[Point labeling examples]
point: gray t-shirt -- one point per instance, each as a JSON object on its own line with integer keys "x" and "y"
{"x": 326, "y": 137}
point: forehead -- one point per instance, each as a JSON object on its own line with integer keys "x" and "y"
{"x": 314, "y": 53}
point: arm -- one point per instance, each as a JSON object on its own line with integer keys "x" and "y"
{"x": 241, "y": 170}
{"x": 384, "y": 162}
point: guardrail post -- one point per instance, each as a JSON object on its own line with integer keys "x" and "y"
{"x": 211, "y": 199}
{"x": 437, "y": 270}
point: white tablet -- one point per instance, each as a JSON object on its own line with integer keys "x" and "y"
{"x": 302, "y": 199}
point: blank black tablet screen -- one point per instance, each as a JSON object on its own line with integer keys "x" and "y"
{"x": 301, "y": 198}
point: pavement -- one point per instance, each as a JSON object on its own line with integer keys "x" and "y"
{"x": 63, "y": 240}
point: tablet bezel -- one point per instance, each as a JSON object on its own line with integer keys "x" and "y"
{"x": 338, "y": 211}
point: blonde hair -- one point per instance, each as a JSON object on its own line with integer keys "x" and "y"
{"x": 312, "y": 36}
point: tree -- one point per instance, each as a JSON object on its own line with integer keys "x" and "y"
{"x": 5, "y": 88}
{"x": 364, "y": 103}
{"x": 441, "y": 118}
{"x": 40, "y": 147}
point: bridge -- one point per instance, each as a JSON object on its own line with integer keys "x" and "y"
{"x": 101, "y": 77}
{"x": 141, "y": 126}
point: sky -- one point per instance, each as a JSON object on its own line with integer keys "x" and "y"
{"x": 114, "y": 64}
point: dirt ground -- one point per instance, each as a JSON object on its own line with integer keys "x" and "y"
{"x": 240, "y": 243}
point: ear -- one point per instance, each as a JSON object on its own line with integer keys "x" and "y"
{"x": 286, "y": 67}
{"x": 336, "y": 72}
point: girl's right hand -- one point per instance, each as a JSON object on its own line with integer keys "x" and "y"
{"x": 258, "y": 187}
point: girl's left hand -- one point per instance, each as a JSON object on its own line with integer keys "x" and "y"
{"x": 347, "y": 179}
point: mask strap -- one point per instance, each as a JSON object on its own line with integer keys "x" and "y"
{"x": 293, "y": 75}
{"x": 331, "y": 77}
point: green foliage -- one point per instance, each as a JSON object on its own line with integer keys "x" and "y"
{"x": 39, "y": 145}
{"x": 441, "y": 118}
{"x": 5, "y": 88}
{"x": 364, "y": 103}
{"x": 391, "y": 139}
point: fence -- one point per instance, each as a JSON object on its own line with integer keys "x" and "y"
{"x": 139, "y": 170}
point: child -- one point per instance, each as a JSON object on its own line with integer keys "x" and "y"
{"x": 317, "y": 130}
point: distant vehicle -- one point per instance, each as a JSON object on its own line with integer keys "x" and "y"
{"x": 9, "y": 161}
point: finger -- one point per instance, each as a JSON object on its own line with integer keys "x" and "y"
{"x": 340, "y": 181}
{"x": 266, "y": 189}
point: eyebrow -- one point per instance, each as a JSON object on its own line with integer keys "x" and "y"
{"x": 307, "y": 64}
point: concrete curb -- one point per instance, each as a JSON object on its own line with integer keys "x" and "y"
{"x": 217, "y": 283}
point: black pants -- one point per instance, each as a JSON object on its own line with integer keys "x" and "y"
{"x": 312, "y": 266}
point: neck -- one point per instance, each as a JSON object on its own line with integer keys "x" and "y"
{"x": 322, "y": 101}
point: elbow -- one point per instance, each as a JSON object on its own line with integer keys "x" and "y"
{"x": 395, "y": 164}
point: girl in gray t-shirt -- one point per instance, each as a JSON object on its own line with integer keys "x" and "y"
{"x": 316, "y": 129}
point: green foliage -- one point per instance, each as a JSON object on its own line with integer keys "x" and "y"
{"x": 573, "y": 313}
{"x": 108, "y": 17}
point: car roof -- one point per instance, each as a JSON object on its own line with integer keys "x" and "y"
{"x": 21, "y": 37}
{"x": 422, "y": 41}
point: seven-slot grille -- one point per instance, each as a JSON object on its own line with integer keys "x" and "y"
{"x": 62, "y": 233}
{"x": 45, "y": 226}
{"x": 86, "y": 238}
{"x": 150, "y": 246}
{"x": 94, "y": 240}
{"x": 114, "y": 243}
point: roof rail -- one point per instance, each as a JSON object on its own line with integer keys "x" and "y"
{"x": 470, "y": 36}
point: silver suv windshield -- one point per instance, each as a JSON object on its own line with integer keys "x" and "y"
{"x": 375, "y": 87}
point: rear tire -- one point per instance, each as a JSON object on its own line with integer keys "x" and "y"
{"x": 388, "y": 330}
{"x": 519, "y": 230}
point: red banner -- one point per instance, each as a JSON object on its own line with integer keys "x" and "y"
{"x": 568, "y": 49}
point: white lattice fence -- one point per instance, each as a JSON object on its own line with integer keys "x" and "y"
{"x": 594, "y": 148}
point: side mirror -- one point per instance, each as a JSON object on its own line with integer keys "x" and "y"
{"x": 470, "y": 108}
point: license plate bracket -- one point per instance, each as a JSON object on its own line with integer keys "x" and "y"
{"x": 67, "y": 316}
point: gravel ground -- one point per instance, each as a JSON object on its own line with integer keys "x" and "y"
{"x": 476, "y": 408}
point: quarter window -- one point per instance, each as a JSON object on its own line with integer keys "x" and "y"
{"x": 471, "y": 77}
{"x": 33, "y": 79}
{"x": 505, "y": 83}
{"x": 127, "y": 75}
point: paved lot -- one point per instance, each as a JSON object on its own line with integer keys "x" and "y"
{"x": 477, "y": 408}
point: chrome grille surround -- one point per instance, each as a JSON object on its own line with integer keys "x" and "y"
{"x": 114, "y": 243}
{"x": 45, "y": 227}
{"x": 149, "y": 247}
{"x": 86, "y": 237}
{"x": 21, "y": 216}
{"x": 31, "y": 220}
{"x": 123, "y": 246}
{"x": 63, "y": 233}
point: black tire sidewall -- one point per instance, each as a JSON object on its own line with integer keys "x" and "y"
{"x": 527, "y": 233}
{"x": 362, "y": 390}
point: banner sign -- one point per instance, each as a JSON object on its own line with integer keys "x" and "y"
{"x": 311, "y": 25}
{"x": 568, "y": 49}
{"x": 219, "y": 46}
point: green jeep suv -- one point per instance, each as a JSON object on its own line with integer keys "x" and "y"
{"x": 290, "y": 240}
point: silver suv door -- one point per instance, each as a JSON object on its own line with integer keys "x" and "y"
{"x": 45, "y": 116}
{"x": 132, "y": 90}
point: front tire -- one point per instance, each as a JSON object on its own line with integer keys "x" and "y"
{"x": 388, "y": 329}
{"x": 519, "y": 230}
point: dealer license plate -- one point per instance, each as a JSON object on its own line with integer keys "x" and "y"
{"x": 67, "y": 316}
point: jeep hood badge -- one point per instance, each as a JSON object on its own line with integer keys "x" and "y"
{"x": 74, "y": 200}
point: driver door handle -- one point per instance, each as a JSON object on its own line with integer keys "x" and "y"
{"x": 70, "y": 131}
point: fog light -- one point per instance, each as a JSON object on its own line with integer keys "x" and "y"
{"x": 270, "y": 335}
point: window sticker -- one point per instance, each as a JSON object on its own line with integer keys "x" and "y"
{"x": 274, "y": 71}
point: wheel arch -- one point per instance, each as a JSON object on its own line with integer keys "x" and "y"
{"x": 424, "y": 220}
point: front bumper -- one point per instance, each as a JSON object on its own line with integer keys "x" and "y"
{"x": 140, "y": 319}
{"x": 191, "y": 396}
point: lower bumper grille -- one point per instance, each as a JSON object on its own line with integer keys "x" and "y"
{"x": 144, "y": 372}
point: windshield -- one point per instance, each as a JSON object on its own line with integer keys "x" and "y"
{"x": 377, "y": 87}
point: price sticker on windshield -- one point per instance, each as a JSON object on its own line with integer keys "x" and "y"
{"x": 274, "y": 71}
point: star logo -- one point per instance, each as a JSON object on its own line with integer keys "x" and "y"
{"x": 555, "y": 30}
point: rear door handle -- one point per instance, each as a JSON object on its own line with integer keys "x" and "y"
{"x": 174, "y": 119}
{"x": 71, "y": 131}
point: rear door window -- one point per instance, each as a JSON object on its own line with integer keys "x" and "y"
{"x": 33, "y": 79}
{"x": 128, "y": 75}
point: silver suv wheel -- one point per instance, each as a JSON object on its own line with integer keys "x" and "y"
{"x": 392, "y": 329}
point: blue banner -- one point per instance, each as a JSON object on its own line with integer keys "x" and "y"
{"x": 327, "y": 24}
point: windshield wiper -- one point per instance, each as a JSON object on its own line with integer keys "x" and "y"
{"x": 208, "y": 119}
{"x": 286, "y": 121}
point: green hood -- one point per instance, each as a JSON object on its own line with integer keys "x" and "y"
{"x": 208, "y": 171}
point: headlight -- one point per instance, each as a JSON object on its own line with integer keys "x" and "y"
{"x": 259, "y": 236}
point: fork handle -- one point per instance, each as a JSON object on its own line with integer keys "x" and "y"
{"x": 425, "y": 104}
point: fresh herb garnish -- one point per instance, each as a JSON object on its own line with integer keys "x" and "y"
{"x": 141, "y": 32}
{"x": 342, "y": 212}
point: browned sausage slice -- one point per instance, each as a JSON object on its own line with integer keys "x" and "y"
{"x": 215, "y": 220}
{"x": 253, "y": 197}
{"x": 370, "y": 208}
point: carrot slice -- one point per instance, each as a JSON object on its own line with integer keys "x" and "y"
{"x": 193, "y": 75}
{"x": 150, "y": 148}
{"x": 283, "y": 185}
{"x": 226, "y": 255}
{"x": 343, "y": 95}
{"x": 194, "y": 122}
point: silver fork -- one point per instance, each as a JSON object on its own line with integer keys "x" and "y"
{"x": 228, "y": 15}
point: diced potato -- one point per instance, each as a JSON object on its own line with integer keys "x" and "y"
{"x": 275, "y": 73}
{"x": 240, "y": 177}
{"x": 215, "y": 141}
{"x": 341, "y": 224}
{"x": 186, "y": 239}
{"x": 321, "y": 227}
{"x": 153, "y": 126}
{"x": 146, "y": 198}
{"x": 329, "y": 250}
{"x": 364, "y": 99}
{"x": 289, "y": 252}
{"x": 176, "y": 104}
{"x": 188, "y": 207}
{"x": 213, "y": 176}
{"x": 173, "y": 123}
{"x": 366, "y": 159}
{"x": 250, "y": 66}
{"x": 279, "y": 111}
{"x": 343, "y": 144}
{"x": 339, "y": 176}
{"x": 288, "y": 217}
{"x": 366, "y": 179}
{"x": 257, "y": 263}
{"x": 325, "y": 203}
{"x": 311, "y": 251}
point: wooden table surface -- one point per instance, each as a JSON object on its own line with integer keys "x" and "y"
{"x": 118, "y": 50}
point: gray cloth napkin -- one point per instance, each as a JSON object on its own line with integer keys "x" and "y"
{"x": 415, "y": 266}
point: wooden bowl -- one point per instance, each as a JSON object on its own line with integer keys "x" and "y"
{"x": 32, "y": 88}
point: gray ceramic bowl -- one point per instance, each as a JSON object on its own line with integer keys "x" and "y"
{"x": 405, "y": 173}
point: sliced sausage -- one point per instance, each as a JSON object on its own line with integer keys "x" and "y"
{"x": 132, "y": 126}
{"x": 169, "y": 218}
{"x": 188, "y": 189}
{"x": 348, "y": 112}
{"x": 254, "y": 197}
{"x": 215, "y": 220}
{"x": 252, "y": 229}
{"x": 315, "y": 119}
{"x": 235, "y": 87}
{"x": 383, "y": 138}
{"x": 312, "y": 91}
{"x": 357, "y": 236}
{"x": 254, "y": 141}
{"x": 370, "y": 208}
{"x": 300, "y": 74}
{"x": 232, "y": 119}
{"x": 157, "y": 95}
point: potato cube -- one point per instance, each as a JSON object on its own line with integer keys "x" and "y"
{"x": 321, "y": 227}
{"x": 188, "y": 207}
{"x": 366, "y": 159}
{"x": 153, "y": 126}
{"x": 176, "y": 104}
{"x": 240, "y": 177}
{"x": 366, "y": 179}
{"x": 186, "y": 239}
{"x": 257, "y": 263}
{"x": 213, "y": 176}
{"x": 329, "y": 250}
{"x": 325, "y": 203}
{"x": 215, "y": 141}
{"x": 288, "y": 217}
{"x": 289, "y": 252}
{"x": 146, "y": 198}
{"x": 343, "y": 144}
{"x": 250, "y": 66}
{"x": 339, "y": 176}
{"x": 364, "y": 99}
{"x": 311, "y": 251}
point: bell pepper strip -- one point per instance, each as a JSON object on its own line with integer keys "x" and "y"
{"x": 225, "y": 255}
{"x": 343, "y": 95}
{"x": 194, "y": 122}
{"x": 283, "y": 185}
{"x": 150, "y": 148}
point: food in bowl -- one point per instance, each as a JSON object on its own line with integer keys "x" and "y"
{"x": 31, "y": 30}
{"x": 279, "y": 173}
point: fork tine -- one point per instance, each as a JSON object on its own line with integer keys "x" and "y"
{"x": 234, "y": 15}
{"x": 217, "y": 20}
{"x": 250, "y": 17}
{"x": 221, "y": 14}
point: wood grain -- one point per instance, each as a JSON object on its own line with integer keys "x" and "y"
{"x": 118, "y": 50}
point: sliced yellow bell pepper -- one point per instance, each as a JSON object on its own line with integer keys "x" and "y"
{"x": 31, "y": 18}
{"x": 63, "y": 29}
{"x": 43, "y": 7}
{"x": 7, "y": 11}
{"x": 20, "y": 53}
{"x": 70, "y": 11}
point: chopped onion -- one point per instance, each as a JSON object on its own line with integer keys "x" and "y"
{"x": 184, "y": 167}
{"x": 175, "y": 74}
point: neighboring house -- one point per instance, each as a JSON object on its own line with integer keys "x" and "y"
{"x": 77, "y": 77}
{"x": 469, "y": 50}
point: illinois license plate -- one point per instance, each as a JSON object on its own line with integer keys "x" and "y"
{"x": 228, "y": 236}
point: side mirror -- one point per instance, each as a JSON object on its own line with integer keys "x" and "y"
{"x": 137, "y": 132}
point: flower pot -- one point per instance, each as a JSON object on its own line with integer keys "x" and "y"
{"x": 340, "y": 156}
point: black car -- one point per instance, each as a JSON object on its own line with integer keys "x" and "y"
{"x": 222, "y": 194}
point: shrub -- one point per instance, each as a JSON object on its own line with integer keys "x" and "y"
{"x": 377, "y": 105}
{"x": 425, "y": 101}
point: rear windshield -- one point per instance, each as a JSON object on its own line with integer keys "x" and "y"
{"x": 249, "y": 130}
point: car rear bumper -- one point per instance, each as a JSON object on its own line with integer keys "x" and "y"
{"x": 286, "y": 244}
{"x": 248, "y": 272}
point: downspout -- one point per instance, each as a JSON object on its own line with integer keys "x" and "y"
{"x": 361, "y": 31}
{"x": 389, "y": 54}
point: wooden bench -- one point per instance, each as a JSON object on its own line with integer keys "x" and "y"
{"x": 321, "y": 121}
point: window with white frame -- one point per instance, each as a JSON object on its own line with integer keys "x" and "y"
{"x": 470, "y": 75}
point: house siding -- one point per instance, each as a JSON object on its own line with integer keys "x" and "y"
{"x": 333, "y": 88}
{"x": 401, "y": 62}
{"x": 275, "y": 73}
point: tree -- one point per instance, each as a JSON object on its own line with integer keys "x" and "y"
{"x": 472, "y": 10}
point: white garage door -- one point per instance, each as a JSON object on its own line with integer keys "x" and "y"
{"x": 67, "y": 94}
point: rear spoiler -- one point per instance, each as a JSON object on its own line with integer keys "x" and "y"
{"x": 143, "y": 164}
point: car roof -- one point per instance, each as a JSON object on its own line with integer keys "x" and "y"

(GIVEN EXERCISE) Take every line from the one containing "point: rear windshield" to the end of the listing and output it exactly, with nothing else.

(TASK RESPONSE)
point: rear windshield -- one point per instance, each as a JSON object on its own line with integer keys "x" and "y"
{"x": 249, "y": 130}
point: car rear bumper -- one point per instance, each as a JSON object on its own line with integer keys "x" and "y"
{"x": 286, "y": 244}
{"x": 248, "y": 272}
point: downspout -- one point per instance, each as a JSON object on its own line with integer keys "x" and "y"
{"x": 361, "y": 31}
{"x": 389, "y": 54}
point: wooden bench -- one point per instance, each as a JSON object on its own line with integer keys "x" and "y"
{"x": 321, "y": 121}
point: window with white frame -- one point per instance, each as a JSON object on its own line with integer keys "x" and "y"
{"x": 470, "y": 75}
point: house siding -- one point per instance, each as a JSON object on its own line with integer keys "x" and "y"
{"x": 333, "y": 88}
{"x": 401, "y": 62}
{"x": 275, "y": 73}
point: tree -- one point per instance, each as a JSON object on its own line with integer keys "x" and "y"
{"x": 472, "y": 10}
point: white garage door -- one point per instance, each as a JSON object on its own line with integer keys "x" and "y"
{"x": 67, "y": 94}
point: rear spoiler -- one point per instance, each as a JSON object on its own line with integer keys "x" and "y"
{"x": 143, "y": 164}
point: car roof -- one point per instance, each as a JSON object on its own line with integer keys "x" and "y"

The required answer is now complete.